» EXCERPT PROVIDED:
____________
On the nature of a compound formed from dinitrosyl-iron complexes with cysteine and responsible for a long-lasting vasorelaxation.

The nature of a compound able to induce long-lasting (> or =20 min) relaxation of rat abdominal aorta rings after addition of rapidly (within several minutes) disappeared mono- and binuclear dinitrosyl iron complexes with cysteine (M- and B-DNICs, respectively) (10 micromol) to the Krebs medium has been investigated. It has been found that long-lasting vasorelaxation is not induced either by S-nitrosocysteine formed upon decomposition of DNICs or by accumulation of free nitric oxide molecules or nitrite remaining in the incubation medium. Long-term air bubbling of the Krebs medium initially containing M-DNIC is accompanied by conversion of the complex first into B-DNIC, which represents a Roussin's red salt cysteine ester and then into a more stable diamagnetic compound X, which displays an intense absorption band at 278 nm. Compound X is decomposed after treatment with the strong bivalent iron chelator bathophenanthroline disulfonate (BPDS) and N-methyl-D-glucamine dithiocarbamate (MGD). The MGD-induced decomposition of compound X is concomitant with the formation of EPR-detectable mononitrosyl iron complexes with MGD. Treatment of compound X with cysteine results in its decomposition and the appearance of optical absorption bands characteristic of M- and B-DNICs. Evidently, compound X, has an iron-nitrosyl origin similar to that of M- and B-DNICs and its formation in oxygenated DNIC solutions is determined by the lowering cysteine content in them. It is hypothesized that compound X represents a cysteine ester of nitrosyl iron complexes, namely, a black Roussin's salt cysteine ester responsible for long-lasting vasorelaxation initiated by addition of M- and B-DNICs that are rapidly decomposed to compound X to the incubation medium.
____________
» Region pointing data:
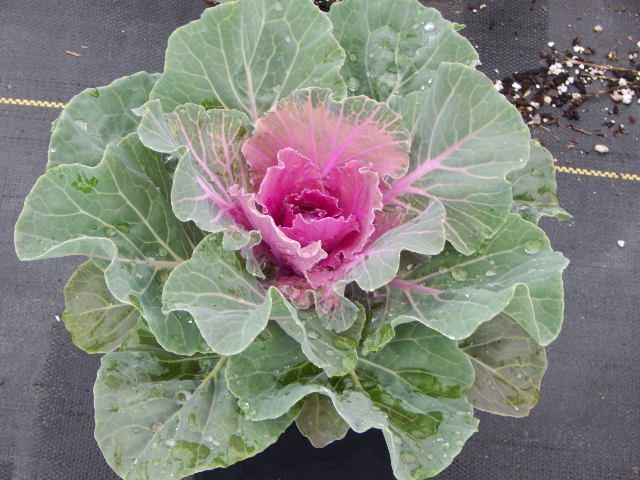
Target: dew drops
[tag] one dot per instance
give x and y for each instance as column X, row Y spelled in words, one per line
column 459, row 274
column 181, row 397
column 533, row 246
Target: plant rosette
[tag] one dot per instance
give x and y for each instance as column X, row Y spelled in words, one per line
column 327, row 219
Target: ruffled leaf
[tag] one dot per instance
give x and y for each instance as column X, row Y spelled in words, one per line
column 228, row 304
column 335, row 353
column 97, row 117
column 117, row 215
column 207, row 144
column 319, row 421
column 97, row 322
column 516, row 271
column 466, row 139
column 330, row 133
column 394, row 48
column 534, row 187
column 509, row 367
column 279, row 48
column 163, row 416
column 424, row 430
column 379, row 263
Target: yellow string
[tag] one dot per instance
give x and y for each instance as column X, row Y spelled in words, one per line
column 25, row 102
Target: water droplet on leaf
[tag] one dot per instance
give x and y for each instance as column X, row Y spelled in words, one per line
column 459, row 274
column 353, row 84
column 533, row 246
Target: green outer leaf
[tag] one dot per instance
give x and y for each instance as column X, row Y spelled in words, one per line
column 335, row 353
column 466, row 138
column 227, row 303
column 116, row 214
column 97, row 117
column 471, row 290
column 419, row 359
column 534, row 187
column 424, row 234
column 319, row 421
column 394, row 47
column 207, row 144
column 97, row 322
column 509, row 368
column 281, row 46
column 423, row 433
column 163, row 416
____________
» WHAT THE EXERCISE ASKS: According to the abstract above on dinitrosyl-iron complexes with cysteine, what three things were found not to induce the long-lasting vasorelaxation? List all of them.

» EXERCISE RESULT:
- S-nitrosocysteine formed upon decomposition of DNICs
- accumulation of free nitric oxide molecules
- nitrite remaining in the incubation medium